● **Set problem**:
Make an exact copy of all the data.

[Entries from a point annotation set]
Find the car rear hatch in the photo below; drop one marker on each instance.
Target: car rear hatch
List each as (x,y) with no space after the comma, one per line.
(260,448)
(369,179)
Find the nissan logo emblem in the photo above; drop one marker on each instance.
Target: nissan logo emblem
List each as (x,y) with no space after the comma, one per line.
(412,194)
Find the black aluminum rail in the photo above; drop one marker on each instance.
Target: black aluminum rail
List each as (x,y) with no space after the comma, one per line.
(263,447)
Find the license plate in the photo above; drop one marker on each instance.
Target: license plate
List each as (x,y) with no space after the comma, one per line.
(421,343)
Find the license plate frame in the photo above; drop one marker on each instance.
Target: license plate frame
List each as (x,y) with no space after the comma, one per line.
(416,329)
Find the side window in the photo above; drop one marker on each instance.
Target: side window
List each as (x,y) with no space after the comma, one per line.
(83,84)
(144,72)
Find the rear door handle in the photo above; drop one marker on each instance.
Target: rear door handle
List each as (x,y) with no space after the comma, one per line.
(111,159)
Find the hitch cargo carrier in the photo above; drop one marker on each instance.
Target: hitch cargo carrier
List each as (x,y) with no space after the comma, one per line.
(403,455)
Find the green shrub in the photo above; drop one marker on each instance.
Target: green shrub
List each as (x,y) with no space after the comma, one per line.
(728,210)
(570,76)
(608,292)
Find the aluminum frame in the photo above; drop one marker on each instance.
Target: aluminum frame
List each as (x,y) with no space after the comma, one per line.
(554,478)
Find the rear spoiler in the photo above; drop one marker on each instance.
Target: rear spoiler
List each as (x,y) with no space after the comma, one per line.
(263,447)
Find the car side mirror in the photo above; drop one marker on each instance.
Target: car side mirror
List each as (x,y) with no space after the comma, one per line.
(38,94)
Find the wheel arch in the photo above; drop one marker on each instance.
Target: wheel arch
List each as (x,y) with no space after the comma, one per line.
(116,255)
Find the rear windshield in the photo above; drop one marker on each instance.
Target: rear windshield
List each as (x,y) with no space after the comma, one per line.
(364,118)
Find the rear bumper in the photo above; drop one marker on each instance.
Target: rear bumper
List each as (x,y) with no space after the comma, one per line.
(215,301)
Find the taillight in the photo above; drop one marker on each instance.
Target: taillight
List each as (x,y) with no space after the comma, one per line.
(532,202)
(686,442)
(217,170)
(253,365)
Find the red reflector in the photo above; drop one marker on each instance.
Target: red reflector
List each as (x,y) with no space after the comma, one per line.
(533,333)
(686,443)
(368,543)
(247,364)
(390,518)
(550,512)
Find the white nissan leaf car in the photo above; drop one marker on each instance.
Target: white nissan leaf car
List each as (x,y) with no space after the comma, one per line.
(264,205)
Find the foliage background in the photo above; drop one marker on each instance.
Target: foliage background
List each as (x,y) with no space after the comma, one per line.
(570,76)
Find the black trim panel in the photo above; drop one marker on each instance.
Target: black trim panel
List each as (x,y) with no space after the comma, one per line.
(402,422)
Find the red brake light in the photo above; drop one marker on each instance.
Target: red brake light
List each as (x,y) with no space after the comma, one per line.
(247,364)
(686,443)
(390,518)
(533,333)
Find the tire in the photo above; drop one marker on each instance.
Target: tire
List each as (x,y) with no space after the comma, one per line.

● **Correct response**:
Find the car rear hatch in the photo below; drop one marker on each instance.
Target: car rear hatch
List each as (x,y) with no space after the comma, one per line.
(260,448)
(369,179)
Find the nissan logo emblem in the photo above; drop one marker on each instance.
Target: nissan logo emblem
List each as (x,y) with no space after the comma, one per line.
(412,194)
Find the black aluminum rail in the photo above; drop one marker on each instance.
Target: black aluminum rail
List each as (x,y) with no space after the comma, one per line.
(263,447)
Find the license plate in the photo above; drop one marker on each instance.
Target: license plate
List each as (x,y) with no space after the comma, one per line.
(421,343)
Find the license plate frame in the photo above; drop one marker on each instance.
Target: license plate frame
List each as (x,y) with no space after the comma, one per line.
(416,329)
Find the side window in the photo above; drop one marker on each instance.
Target: side window
List each as (x,y) with no space after the comma, one per line.
(83,84)
(144,72)
Find the rear door handle in the photo above; drop one marker on each instance.
Target: rear door handle
List each as (x,y) with no space after the comma, one per line.
(111,159)
Find the hitch cargo carrier in the photo above; drop one marker on each instance.
Target: hitch cargo carrier
List each as (x,y) with no space after the comma, one per line.
(403,455)
Find the green shrub in the photo above; drop one marker on each instance.
Target: green shrub
List each as (x,y) with no space after the comma, one per line.
(728,210)
(570,76)
(608,292)
Find the aluminum frame in the photo above; drop one marker on each instance.
Target: aluminum frame
List each as (x,y) with no space after the comma, one per line.
(554,478)
Find the rear spoiler in the photo above; drop one marker on each instance.
Target: rear spoiler
List each as (x,y) with no space after the comma, one per line.
(263,447)
Find the car side mirror in the photo above; drop one marker on each instance.
Target: car side mirror
List each as (x,y) with no space after the comma, one per line.
(38,94)
Find the wheel arch in the photo above; drop one marker on each instance.
Target: wheel arch
List each as (x,y) with no space after the comma, one per line.
(116,255)
Find the rear windshield in the photo above; drop one marker on each instance.
Target: rear windshield
List each as (x,y) with no space after the comma, one per line.
(364,118)
Find the rear bumper in the photo above; drop one marker on each instance.
Target: rear bumper
List each as (x,y) with no space after the comma, one per line.
(215,301)
Find the taillight in the photo above; drop one marker on each instance.
Target: taillight
List each as (x,y) with no space after the comma, one per line.
(532,202)
(686,442)
(217,170)
(253,365)
Find the red reflector in the photo above; drop one marker on each instance.
Target: red reflector
List each as (x,y) with no space after the comma, one per line.
(533,333)
(686,443)
(368,543)
(247,364)
(390,518)
(550,512)
Find the white nissan leaf car in the photo above; drop one marker on each instance.
Target: white nissan leaf car
List each as (x,y) with no space after the comma, one per line.
(264,205)
Find the foliage background in the photo above; drop one marker on each instance.
Target: foliage background
List each as (x,y) with no space after the comma, one per line.
(570,76)
Find the black trim panel in the photo above; drop one marker on each instance.
Target: black trim panel
List each as (x,y) with no space after the comma, one per line.
(402,422)
Find the red brake light in the photo above; drop one marker on each instance.
Target: red brake light
List each as (x,y) with no space after the comma, one per line.
(247,364)
(686,443)
(390,518)
(533,333)
Find the tire in the photo above; drop one marker on each instance.
Target: tire
List each as (x,y) with no space after the comma, one per line.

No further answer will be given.